● PROBLEM DESCRIPTION
Start at the top and transcribe every record through the final line exactly.

● MATERIAL FOR THE TASK
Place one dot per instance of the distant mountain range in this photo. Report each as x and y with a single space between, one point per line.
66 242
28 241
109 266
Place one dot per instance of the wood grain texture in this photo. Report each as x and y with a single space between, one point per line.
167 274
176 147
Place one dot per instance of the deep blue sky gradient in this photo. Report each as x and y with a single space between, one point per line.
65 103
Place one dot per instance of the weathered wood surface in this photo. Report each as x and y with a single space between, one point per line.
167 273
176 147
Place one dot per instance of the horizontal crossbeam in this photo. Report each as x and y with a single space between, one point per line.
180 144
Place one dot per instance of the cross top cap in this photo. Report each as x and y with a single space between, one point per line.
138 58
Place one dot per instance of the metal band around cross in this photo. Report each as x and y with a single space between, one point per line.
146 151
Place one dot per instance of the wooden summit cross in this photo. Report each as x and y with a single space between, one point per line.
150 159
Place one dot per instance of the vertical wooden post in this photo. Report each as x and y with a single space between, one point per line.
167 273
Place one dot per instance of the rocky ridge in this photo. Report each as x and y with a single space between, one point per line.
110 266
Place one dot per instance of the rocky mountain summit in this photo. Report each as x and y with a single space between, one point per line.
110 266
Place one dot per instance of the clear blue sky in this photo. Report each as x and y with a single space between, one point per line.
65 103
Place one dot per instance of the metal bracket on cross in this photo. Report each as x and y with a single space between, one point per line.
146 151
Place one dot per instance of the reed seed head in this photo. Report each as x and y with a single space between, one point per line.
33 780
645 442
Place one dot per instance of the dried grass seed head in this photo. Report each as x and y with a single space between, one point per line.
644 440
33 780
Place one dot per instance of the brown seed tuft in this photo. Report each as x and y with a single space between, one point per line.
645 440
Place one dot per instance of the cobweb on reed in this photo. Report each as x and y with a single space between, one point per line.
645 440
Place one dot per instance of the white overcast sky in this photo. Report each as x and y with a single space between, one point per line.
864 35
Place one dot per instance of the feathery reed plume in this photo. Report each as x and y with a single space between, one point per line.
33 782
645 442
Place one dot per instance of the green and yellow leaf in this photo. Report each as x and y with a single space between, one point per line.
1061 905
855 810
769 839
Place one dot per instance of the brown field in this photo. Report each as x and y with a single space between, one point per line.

● SOLUTION FOR THIS EXERCISE
Place one dot per instance of the distant mountain range in this photo. Report each as x and y with a single space between, one point per line.
66 242
28 241
109 266
Place one dot per instance of the wood grain texture in this photo. Report each as x and y with a single space between, one point per line.
167 274
176 147
Place one dot per instance of the deep blue sky gradient in this photo. Report each as x and y with a single space between, one point per line.
65 103
Place one dot per instance of the weathered wood surface in this photo. Report each as x and y with a single space between, one point per line.
167 273
176 147
Place one dot per instance of the horizontal crossbeam in this photo. Report each as x and y with a single space between, one point per line.
180 144
Place one dot per instance of the cross top cap in this photo. Report each as x and y with a single space between, one point per line.
138 58
Place one dot per instance of the metal band around cross in this photo. Report each as x and y with a single space between, one point per line.
146 151
Place one dot per instance of the wooden summit cross in this photo. Report each as x and y with a single space between, one point per line.
150 159
Place one dot per instance of the vertical wooden post in this photo. Report each as x and y with a single space between, one point per line.
167 273
Place one dot per instance of the rocky ridge in this photo. Report each as x and y with a single space between, one point per line.
110 266
Place one dot per instance of the rocky mountain summit in this photo. Report each as x and y with a single space between, one point per line.
110 266
Place one dot per instance of the clear blue sky in this photo. Report each as x and y with a single space between, one point per line.
65 103
Place one dot per instance of the metal bracket on cross in this photo. Report each as x and y with a single space between, one point per line.
146 151
Place one dot per instance of the reed seed head in this photo. Report each as x and y with a single space between, one point per line.
33 780
645 442
Place one dot per instance of the dried grass seed head in this photo. Report each as x and y with a single space between, one point per line.
644 440
33 780
Place one dot per instance of the brown seed tuft in this photo. Report each as x and y with a single space between, one point per line.
645 440
Place one dot per instance of the cobweb on reed in this photo. Report each as x and y with a single space between, one point per line.
645 440
Place one dot per instance of the white overcast sky in this photo. Report each as x and y with a single space between, one point per line.
864 35
Place one dot per instance of the feathery reed plume in this photo. Report each as x and y with a single space between, one point per line.
33 782
645 442
Place one dot per instance of the green and yellow leaf in this photo. Report each as x and y with a single space between, one point per line.
1061 905
855 810
769 839
Place one dot per instance of the brown field in this photo. Report each as x and y with a single space between, one point per line.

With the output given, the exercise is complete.